Copy out the lines again word for word, beginning at the line that contains "Given the photograph below, point out the golden" and continuing through the last line of the records.

Extracted records

──────────────────────────────

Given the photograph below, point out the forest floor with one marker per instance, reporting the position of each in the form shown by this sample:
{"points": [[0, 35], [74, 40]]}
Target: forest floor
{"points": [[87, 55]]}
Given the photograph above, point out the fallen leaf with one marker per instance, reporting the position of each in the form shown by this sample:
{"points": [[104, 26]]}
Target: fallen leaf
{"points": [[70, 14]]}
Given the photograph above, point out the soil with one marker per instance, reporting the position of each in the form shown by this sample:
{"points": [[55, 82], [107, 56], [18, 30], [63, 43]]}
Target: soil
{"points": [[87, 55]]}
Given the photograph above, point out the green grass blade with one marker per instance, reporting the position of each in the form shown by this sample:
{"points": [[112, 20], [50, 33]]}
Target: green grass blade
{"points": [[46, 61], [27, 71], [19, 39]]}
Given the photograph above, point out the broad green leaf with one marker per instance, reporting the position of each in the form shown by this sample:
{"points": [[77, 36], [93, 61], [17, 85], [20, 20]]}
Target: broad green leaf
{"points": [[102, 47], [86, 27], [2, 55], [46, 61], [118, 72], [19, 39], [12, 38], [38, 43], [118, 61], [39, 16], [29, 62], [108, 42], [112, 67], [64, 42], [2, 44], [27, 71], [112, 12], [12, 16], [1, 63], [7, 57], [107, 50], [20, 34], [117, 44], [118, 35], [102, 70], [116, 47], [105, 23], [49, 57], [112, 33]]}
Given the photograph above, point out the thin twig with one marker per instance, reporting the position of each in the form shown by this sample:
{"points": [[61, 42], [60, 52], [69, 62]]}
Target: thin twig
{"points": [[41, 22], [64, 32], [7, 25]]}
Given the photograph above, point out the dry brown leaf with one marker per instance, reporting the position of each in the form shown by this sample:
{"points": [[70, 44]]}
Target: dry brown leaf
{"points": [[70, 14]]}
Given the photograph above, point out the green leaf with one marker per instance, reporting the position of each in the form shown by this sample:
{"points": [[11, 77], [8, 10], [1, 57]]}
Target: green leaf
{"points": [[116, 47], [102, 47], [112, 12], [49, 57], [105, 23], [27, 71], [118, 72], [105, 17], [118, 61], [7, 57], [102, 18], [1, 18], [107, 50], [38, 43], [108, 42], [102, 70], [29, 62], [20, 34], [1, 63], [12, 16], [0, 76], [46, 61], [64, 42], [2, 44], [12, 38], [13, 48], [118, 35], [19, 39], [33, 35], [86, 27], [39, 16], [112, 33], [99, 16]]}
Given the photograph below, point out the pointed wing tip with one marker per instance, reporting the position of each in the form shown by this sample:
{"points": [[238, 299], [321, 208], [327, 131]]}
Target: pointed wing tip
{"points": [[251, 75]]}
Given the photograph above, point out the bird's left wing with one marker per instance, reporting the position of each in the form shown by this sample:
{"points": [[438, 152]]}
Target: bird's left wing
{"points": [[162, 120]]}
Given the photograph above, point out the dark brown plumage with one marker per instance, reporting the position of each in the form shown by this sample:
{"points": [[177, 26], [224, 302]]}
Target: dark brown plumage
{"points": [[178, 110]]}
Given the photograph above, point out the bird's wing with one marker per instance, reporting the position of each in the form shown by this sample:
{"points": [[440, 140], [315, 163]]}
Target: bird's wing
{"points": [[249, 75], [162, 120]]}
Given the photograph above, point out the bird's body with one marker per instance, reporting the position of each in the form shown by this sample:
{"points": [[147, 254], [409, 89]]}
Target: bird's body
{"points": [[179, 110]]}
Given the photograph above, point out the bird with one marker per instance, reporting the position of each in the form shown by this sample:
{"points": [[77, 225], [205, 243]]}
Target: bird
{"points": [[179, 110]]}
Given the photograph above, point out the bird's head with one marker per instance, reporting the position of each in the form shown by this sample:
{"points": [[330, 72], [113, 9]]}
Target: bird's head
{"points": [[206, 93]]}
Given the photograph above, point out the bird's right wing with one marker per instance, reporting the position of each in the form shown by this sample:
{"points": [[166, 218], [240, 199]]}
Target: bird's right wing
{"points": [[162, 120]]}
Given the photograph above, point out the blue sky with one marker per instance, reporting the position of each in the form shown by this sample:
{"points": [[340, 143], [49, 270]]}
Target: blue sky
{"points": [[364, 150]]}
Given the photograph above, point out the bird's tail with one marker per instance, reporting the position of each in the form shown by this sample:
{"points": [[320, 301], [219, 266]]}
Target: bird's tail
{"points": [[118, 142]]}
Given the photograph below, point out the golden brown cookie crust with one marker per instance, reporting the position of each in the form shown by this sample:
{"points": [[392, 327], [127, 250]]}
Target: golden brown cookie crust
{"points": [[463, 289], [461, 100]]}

──────────────────────────────

== SOLUTION TO THIS TASK ==
Given the photograph below, point out the golden brown cookie crust with one marker per instance, reporting the position of each in the form shown by this sample:
{"points": [[392, 327], [127, 250]]}
Target: golden brown cookie crust
{"points": [[463, 289], [461, 100]]}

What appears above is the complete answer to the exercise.